Exercício breve: Retome o relato de viagem abaixo sobre os sabores de sorvete no Japão e continue a narrativa a partir da última frase apresentada.

Texto fornecido:
-=-=-
No Japão, é possível encontrar sorvetes dos mais diversos sabores. Leia mais sobre o turismo do sorvete neste fantástico relato de viagem.
Se perguntar a Lynn Ng qual é o seu sabor favorito de sorvete, ela provavelmente vai responder: “vieira”. “É realmente uma delícia, apesar de parecer uma mistura incompatível”, explica ela. Quatro anos atrás, eu e Lynn trabalhamos como professores de idiomas numa escola técnica de ensino médio, em Hokkaido, que é a província mais ao norte do Japão: uma ilha com cerca de 20% da massa terrestre do país, mas com menos de 5% da população. Para muitos, Hokkaido é sinônimo de viagens de carro e inaka, o campo. Assim, Lynn e eu passávamos os fins de semana percorrendo as estradas locais em seu Toyota Passo azul.
Tudo começa pelo sorvete
Uma de nossas primeiras viagens nos levou a Wakanai, a cidade mais ao norte do Japão. Do cabo Soya, acenamos para a ilha Sacalina, que pertence à Rússia. Só Lynn tinha carteira de motorista, e fizemos várias pausas em michi-no-ekis, as paradas de beira de estrada. Numa parada em Sarufutsu, pedimos casquinhas de sorvete cremoso (chamadas no Japão de “creme macio”). Não era de baunilha nem de chocolate. Era de madressilva azul.
Denso e cremoso, esse tipo de sorvete é popular não só em Hokkaido, como em todo o Japão; muitas cidades exibem a identidade local nos sabores exclusivos. O sabor de Takikawa, cidade onde morávamos, era maçã, em homenagem aos pomares de um dos distritos agrícolas.
A cidade de Furano e a pequena Biei oferecem lavanda e rosa, como as flores que as tornam famosas. E, na cidadezinha de Yubari, o sorvete cremoso de melão é mais barato do que seus famosos melões King; num leilão, um par desses melões foi vendido por mais de 5 milhões de ienes (46 mil dólares).
-=-=-
Amostra de dados:
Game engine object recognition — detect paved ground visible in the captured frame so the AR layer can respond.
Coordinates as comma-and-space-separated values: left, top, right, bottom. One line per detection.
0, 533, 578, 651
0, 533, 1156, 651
-=-=-
Resposta ao exercício:
Embora sabores como esses homenageiem os jardins e pomares de Hokkaido, que ficam enterrados na neve durante boa parte do ano, no restante do Japão os sabores podem ser mais criativos.
A fábrica de missô Ishii, em Matsumoto, cidade montanhosa na província de Nagano, na ilha de Honshu (a principal do Japão), faz sorvete de missô (uma pasta de soja salgada e fermentada).
Em Quioto, ex-capital do Japão, existe sorvete de yuba, com o sabor da película que se forma sobre o leite de soja fervido. E a cidade de Hakodate, no extremo sul de Hokkaido, surpreende os visitantes com sorvete preto de tinta de lula.
Um delicioso projeto governamental
Parece que sorvete e água do mar seriam parceiros improváveis, mas esses sabores de sorvete cremoso comemoram a identidade regional do Japão. O país é comprido: para ir de Wakanai, no extremo norte de Hokkaido, a Kagoshima, no extremo sul da ilha de Quiuxu, é preciso dirigir 38 horas sem parar e percorrer uns 2.700 quilômetros.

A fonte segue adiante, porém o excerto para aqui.